━━━ GECITEERDE PASSAGE

Op één van de laatste dagen van 2016 bezocht ik eindelijk de Jan Weissenbruch-tentoonstelling in Teylers Museum. Net op tijd want hij was in het nieuwe jaar nog maar één week te zien. De naam Weissenbruch kende ik vooral als die van een schilder van de Haagse School, maar al snel werd duidelijk dat dat niet déze Weissenbruch was (dat was een neef, Jan Hendrik). Waar de Haagse School zich kenmerkt door de grijze lucht (vaak boven een weiland met koeien of een schaapskudde) zijn de luchten op de doeken van Jan Weissenbruch vaak helder met her en der een spierwit wolkje.
Vanwege zijn realistische schilderstijl werd hij wel de Johannes Vermeer van de 19e eeuw genoemd. En wie naar de lichtval op zijn doeken kijkt, ziet dat daar zeker iets in zit. Maar zo realistisch als Weissenbruch schilderde Vermeer nooit. Vooral op de kleine doeken valt dat op. Bij gebrek aan een respectvollere vergelijking zou ik haast zeggen dat sommige werken haast het product van 3D-knipselkunst lijken. Vooral de boerenweide, vermoedelijk bij Schoonhoven, heeft zoveel suggestie van diepte dat het lijkt of ik, als ik nog één stap dichterbij doe, erin kan stappen.

━━━━━━

_OPDRACHTEN_:
**A.** Neem uit de passage over Jan Weissenbruch het stuk van "Vanwege zijn realistische" tot en met "erin kan stappen." letterlijk over.
**B.** Vat de passage over Jan Weissenbruch samen in twee zinnen.
**C.** Noem alle schilders die in de passage over Jan Weissenbruch bij naam genoemd worden.

━━━ AANGELEVERDE GEGEVENS

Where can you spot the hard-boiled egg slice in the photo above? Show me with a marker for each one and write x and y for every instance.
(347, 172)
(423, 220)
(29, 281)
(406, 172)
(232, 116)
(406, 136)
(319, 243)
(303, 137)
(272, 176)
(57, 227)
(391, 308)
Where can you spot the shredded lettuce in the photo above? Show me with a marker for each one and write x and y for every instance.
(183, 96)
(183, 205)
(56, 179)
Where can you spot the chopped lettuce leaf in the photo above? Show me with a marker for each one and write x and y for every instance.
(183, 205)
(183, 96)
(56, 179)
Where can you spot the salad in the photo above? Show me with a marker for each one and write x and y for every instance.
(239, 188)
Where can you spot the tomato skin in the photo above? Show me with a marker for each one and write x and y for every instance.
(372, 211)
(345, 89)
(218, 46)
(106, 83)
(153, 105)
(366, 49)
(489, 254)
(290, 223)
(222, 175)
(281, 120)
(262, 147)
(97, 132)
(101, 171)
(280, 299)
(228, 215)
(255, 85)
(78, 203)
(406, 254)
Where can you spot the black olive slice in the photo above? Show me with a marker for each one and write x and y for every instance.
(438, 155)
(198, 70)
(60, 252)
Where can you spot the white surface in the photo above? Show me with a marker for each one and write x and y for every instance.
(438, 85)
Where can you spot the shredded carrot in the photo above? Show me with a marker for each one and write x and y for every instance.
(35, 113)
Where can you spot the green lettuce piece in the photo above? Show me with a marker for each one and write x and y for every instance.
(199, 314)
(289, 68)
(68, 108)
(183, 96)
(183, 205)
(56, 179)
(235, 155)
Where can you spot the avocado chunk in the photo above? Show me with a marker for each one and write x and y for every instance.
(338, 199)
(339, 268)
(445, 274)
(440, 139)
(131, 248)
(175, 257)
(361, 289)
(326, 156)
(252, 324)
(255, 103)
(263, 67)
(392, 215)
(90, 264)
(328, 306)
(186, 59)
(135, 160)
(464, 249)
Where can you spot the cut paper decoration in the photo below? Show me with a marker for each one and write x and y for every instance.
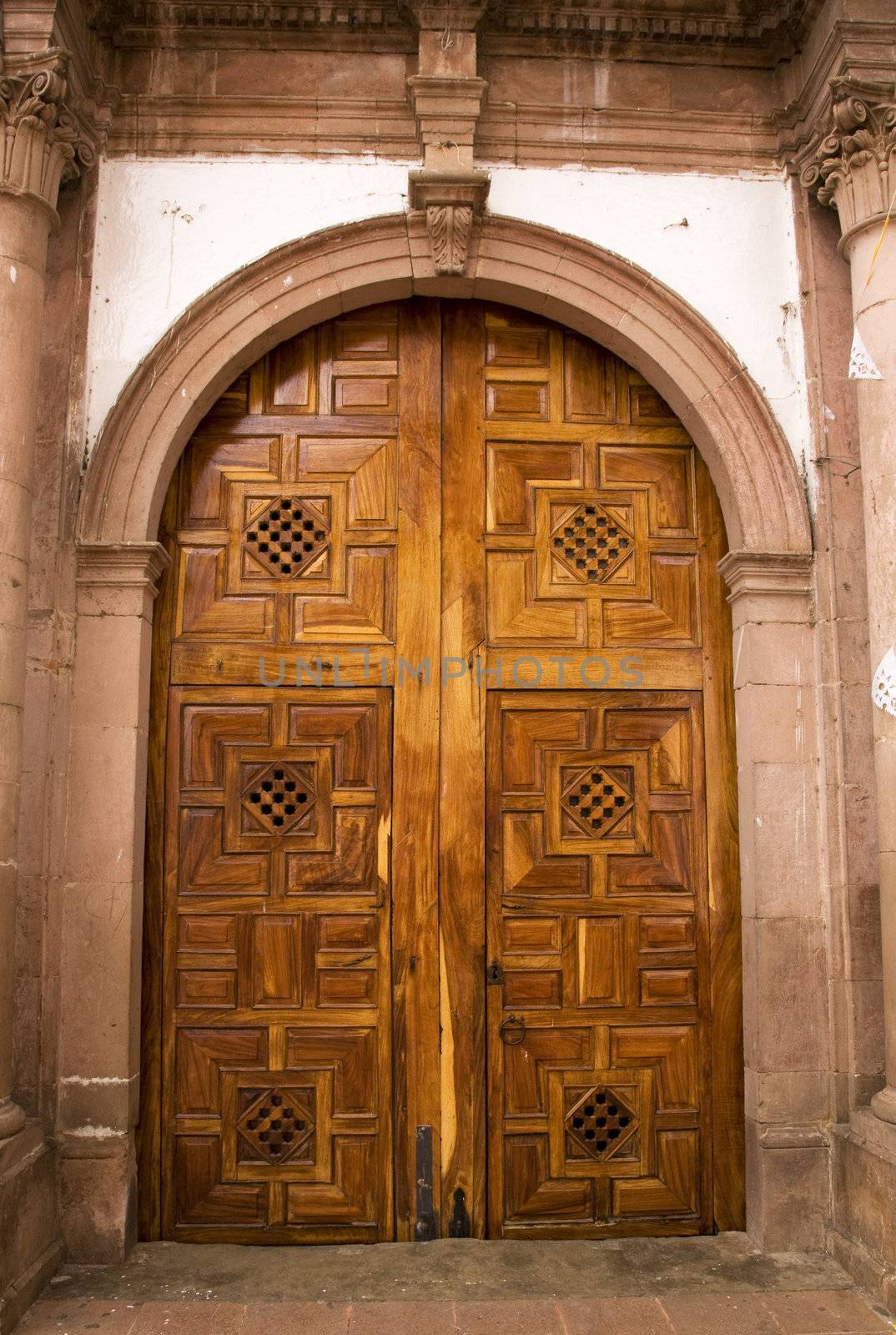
(862, 365)
(883, 688)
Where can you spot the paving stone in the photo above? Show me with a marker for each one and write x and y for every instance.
(823, 1312)
(60, 1317)
(508, 1319)
(395, 1318)
(615, 1317)
(709, 1314)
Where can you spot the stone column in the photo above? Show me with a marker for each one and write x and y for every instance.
(855, 173)
(39, 149)
(785, 1086)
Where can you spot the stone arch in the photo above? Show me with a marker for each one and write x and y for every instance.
(588, 289)
(768, 571)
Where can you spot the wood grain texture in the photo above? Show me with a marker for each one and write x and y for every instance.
(415, 932)
(462, 776)
(468, 481)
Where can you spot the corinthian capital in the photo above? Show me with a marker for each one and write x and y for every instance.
(43, 144)
(853, 167)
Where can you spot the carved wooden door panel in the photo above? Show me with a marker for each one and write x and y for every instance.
(597, 920)
(612, 1001)
(278, 1031)
(295, 880)
(442, 914)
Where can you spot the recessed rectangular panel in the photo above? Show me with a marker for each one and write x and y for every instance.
(600, 960)
(533, 988)
(346, 987)
(668, 987)
(531, 934)
(667, 932)
(365, 394)
(202, 988)
(524, 400)
(277, 971)
(516, 346)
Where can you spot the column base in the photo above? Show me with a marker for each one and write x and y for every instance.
(13, 1119)
(884, 1105)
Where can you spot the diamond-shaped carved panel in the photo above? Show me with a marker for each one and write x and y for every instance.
(591, 542)
(598, 1121)
(280, 796)
(597, 798)
(277, 1125)
(289, 534)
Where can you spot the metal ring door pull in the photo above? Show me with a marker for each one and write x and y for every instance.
(513, 1031)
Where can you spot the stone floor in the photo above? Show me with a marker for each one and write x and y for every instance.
(698, 1286)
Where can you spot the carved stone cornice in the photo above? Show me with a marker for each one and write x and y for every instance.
(852, 167)
(43, 144)
(431, 15)
(446, 111)
(451, 204)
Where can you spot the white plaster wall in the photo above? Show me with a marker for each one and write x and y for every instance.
(171, 229)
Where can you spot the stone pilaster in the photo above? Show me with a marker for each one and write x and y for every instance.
(39, 149)
(785, 1065)
(853, 170)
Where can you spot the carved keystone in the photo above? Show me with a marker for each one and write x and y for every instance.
(451, 202)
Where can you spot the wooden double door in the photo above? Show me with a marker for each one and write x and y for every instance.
(442, 914)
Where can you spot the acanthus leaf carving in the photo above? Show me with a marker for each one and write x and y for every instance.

━━━━━━

_ANTWOORDEN_:
**A.**
Vanwege zijn realistische schilderstijl werd hij wel de Johannes Vermeer van de 19e eeuw genoemd. En wie naar de lichtval op zijn doeken kijkt, ziet dat daar zeker iets in zit. Maar zo realistisch als Weissenbruch schilderde Vermeer nooit. Vooral op de kleine doeken valt dat op. Bij gebrek aan een respectvollere vergelijking zou ik haast zeggen dat sommige werken haast het product van 3D-knipselkunst lijken. Vooral de boerenweide, vermoedelijk bij Schoonhoven, heeft zoveel suggestie van diepte dat het lijkt of ik, als ik nog één stap dichterbij doe, erin kan stappen.

**B.** De passage beschrijft een bezoek eind 2016 aan de Jan Weissenbruch-tentoonstelling in Teylers Museum, waarbij duidelijk werd dat deze Weissenbruch niet de schilder van de Haagse School was (dat was een neef, Jan Hendrik), en dat zijn luchten vaak helder zijn in plaats van grijs. Om zijn realistische stijl werd hij de Johannes Vermeer van de 19e eeuw genoemd, en vooral zijn kleine doeken, zoals de boerenweide, suggereren zoveel diepte dat ze op 3D-knipselkunst lijken.

**C.**
- Jan Weissenbruch
- Jan Hendrik (Weissenbruch)
- Johannes Vermeer